_GIVEN RECORDS_:
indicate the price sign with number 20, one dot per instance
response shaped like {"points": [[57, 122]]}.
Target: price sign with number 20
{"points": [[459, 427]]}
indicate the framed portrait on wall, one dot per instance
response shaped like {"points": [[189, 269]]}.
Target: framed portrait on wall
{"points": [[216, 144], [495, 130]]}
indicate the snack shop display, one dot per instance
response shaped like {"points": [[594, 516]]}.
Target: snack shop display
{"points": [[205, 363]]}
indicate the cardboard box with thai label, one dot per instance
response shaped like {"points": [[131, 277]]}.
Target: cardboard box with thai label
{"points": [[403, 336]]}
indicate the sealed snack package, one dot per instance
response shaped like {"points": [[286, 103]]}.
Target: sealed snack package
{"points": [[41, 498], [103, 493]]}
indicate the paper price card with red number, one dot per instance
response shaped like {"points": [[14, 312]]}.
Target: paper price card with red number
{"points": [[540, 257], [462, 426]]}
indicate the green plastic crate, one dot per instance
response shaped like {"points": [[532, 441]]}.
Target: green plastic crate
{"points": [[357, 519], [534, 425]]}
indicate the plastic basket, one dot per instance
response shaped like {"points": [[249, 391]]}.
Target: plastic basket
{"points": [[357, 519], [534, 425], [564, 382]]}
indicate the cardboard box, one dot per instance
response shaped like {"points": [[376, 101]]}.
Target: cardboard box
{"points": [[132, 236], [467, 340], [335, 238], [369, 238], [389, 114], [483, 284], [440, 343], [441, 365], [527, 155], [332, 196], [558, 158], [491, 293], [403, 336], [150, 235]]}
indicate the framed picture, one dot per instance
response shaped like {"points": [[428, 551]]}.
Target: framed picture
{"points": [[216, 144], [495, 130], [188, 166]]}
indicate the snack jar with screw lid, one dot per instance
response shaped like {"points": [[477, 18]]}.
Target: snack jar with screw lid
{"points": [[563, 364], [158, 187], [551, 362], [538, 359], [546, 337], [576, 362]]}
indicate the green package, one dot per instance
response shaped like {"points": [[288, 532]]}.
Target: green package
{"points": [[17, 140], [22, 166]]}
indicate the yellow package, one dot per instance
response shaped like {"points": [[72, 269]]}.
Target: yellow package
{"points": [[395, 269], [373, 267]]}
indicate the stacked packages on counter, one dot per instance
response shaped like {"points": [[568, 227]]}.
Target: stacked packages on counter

_INSTRUCTIONS TO FOLLOW_: Rewrite the material above as a JSON list of strings, with one string for each line and no blank lines.

_SOLUTION BELOW_:
[
  "indicate the price sign with number 20, one dot per instance",
  "response shaped like {\"points\": [[57, 122]]}.",
  "Target: price sign with number 20",
  "{\"points\": [[459, 427]]}",
  "indicate the framed portrait on wall, one dot per instance",
  "response shaped like {\"points\": [[189, 269]]}.",
  "Target: framed portrait on wall",
  "{\"points\": [[216, 144], [495, 130]]}",
  "indicate the snack shop display, one dot per instance",
  "response shaped like {\"points\": [[594, 516]]}.",
  "Target: snack shop display",
  "{\"points\": [[205, 363]]}",
  "indicate the cardboard box with thai label, one dot per instance",
  "response shaped like {\"points\": [[131, 277]]}.",
  "Target: cardboard box with thai label",
  "{\"points\": [[403, 336]]}",
  "indicate the sealed snack package, one dot per instance",
  "response shaped like {\"points\": [[286, 103]]}.",
  "Target: sealed snack package",
  "{\"points\": [[41, 498], [103, 493]]}",
  "indicate the paper price card with red number, one dot per instance",
  "response shaped like {\"points\": [[14, 312]]}.",
  "Target: paper price card with red number",
  "{\"points\": [[540, 257], [462, 426]]}",
  "indicate the green plastic crate, one dot per instance",
  "response shaped like {\"points\": [[532, 441]]}.",
  "Target: green plastic crate",
  "{\"points\": [[357, 519], [534, 425]]}",
  "indicate the plastic basket, one dot per instance",
  "response shaped like {\"points\": [[249, 391]]}.",
  "Target: plastic basket",
  "{\"points\": [[357, 519], [534, 425], [564, 382]]}",
  "indicate the cardboard box, one dot per instance",
  "response shaped like {\"points\": [[376, 101]]}.",
  "Target: cardboard box",
  "{\"points\": [[132, 236], [467, 340], [335, 238], [369, 238], [389, 114], [483, 284], [440, 343], [441, 365], [527, 155], [332, 196], [558, 158], [491, 293], [403, 336], [150, 235]]}",
  "indicate the framed picture, one dot per instance",
  "response shaped like {\"points\": [[428, 551]]}.",
  "Target: framed picture",
  "{\"points\": [[216, 144], [495, 130], [188, 166]]}",
  "indicate the snack jar with screw lid, one dot per instance",
  "response shaped like {\"points\": [[477, 18]]}.",
  "Target: snack jar with screw lid",
  "{\"points\": [[563, 364], [158, 187], [551, 362], [538, 359], [546, 337], [576, 362]]}",
  "indicate the green package, one dot per instance",
  "response shaped like {\"points\": [[288, 532]]}.",
  "Target: green package",
  "{\"points\": [[17, 140], [22, 166]]}",
  "indicate the yellow package, one dot per instance",
  "response shaped like {\"points\": [[72, 269]]}.",
  "Target: yellow package",
  "{\"points\": [[395, 269], [373, 267]]}",
  "indicate the stacked packages on counter, one dot per instance",
  "response shaped like {\"points\": [[568, 227]]}.",
  "Target: stacked packages on counter"
]